***** ENTRIES PROVIDED
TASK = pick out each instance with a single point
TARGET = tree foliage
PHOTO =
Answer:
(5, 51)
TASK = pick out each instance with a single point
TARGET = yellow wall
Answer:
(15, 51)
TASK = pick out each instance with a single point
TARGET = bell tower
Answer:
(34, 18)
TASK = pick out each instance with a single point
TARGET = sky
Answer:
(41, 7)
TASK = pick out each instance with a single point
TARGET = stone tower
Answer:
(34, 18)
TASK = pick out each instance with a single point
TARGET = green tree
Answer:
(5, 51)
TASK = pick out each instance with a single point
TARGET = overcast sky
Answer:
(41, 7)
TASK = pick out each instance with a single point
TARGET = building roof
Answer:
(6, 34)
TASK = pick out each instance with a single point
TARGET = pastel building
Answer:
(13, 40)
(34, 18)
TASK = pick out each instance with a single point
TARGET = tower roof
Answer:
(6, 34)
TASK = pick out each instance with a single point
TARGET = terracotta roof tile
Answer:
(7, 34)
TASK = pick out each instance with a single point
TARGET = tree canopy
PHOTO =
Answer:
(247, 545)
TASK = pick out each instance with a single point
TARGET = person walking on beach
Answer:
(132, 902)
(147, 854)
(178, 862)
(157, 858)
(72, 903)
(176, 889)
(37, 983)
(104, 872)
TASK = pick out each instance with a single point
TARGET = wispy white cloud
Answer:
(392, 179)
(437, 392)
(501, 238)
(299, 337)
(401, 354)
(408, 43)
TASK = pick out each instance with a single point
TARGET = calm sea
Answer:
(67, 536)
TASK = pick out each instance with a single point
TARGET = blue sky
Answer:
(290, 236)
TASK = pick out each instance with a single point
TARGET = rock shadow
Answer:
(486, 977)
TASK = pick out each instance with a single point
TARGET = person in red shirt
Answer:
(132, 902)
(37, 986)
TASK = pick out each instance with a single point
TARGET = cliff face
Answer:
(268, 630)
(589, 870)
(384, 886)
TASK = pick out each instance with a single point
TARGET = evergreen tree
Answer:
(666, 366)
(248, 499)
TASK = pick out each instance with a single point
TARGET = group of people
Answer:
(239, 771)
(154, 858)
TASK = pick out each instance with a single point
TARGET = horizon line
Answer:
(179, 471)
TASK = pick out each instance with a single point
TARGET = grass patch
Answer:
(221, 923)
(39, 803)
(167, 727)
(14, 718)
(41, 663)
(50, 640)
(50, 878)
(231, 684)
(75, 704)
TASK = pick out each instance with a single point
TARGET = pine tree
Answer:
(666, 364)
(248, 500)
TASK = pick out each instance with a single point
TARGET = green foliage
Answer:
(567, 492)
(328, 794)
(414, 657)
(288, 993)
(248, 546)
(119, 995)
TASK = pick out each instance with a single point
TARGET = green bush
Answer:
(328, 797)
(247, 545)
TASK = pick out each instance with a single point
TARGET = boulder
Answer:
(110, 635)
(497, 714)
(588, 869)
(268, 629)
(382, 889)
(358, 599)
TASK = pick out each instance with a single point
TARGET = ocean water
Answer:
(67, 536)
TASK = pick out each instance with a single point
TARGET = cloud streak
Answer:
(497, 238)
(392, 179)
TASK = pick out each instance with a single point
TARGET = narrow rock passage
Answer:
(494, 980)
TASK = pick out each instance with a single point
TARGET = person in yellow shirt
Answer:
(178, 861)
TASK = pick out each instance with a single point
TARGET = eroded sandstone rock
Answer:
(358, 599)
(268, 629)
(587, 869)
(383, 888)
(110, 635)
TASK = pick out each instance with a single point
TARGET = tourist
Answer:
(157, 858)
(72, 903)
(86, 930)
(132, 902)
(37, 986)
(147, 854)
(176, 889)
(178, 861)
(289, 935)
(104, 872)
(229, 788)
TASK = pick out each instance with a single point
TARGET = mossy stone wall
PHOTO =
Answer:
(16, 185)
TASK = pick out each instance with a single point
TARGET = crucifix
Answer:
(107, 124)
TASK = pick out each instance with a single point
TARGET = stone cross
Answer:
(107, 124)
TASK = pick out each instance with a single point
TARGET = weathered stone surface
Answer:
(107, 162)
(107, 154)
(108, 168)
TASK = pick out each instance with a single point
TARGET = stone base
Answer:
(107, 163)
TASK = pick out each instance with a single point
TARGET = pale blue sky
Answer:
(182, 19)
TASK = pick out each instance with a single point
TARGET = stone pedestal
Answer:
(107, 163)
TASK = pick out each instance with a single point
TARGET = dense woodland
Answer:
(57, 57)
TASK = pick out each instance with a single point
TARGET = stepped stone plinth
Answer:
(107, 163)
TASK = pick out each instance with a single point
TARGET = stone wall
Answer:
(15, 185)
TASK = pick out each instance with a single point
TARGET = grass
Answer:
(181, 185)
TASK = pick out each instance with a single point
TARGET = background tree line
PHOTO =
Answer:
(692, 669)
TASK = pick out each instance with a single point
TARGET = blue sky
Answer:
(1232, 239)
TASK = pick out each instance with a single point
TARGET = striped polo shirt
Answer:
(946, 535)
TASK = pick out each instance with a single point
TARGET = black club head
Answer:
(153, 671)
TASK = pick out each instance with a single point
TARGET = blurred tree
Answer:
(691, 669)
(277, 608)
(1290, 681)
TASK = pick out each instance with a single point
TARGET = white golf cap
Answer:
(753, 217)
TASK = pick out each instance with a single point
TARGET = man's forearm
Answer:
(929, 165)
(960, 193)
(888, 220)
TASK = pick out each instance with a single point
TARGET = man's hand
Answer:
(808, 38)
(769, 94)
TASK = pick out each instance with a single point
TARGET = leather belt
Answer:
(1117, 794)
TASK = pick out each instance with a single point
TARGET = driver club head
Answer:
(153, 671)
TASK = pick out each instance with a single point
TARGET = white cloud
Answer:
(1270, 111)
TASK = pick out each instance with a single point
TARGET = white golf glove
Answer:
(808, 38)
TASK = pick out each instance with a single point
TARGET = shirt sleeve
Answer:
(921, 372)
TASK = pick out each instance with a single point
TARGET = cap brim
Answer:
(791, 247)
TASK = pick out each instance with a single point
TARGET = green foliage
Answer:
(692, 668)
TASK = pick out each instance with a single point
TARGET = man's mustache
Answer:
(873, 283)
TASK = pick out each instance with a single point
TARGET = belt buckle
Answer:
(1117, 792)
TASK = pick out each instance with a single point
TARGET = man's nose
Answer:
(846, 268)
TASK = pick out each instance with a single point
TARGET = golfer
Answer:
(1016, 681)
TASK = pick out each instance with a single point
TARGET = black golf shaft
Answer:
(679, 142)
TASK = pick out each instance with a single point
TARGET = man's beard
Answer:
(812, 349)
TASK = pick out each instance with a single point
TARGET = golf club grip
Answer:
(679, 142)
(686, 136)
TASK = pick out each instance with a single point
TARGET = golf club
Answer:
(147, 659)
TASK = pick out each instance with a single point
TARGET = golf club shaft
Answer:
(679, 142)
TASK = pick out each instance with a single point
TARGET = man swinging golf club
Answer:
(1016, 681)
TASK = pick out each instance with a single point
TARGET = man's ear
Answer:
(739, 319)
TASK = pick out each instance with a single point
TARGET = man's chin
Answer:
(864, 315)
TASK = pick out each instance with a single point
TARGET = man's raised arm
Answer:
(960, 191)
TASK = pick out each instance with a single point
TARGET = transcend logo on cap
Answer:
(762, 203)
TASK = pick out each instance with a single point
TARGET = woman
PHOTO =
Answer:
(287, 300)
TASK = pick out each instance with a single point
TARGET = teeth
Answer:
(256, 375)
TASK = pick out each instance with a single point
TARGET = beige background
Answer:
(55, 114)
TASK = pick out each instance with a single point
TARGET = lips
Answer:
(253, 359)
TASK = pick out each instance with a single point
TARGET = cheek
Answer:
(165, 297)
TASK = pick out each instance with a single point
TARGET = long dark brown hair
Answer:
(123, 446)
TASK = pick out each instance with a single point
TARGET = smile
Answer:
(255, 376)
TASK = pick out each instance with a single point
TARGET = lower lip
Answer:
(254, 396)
**********
#### EXERCISE PROMPT:
Report every line of the data above that holds the word "building", copying each line in full.

#### THE REPLY:
TARGET = building roof
TARGET = pastel building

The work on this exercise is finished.